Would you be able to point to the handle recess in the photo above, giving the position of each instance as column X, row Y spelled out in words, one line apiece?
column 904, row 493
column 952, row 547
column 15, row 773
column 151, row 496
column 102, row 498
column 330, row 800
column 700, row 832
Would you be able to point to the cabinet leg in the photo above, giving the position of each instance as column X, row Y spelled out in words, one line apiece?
* * *
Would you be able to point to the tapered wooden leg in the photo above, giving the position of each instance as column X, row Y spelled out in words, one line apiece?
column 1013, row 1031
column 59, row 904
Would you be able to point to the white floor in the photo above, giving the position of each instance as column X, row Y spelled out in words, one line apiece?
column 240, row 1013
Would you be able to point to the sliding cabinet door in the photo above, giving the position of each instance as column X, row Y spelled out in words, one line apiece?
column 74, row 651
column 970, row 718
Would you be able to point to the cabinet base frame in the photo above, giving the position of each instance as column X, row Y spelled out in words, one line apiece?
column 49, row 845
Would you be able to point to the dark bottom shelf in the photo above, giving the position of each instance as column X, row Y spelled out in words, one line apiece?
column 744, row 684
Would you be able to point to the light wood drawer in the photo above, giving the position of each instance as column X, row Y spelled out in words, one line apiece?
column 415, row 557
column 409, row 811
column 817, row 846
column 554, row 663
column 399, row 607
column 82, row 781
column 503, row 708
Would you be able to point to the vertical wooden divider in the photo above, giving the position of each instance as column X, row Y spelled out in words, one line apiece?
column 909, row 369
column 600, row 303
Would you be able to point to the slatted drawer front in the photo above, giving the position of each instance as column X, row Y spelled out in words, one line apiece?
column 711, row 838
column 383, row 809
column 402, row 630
...
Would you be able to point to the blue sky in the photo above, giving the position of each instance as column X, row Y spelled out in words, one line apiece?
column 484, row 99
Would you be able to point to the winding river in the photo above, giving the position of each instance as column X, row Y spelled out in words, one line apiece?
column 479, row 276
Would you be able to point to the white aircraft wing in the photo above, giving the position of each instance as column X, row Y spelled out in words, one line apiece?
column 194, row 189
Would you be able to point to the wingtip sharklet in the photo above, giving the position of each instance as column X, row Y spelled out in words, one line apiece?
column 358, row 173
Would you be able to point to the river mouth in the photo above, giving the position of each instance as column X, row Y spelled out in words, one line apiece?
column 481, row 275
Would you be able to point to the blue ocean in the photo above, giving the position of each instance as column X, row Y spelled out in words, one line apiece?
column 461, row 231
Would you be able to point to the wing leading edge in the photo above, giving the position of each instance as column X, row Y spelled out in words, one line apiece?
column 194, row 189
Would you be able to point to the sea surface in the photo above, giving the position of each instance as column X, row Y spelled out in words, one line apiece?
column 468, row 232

### Task objective
Copy out the data from the line containing "Would you be able to point to the handle" through the line containing "Would you be able to point to the cabinet leg", keeping every line as it appears.

### Response to the exercise
Would you be able to point to the handle recess in the photo above, giving the position of each instance as column X, row Y spelled out in words, one line apiece?
column 904, row 493
column 952, row 547
column 15, row 773
column 151, row 496
column 102, row 498
column 330, row 800
column 700, row 832
Would you be able to point to the cabinet leg in the photo above, giving the position of each instance as column X, row Y spelled out in words, one line apiece?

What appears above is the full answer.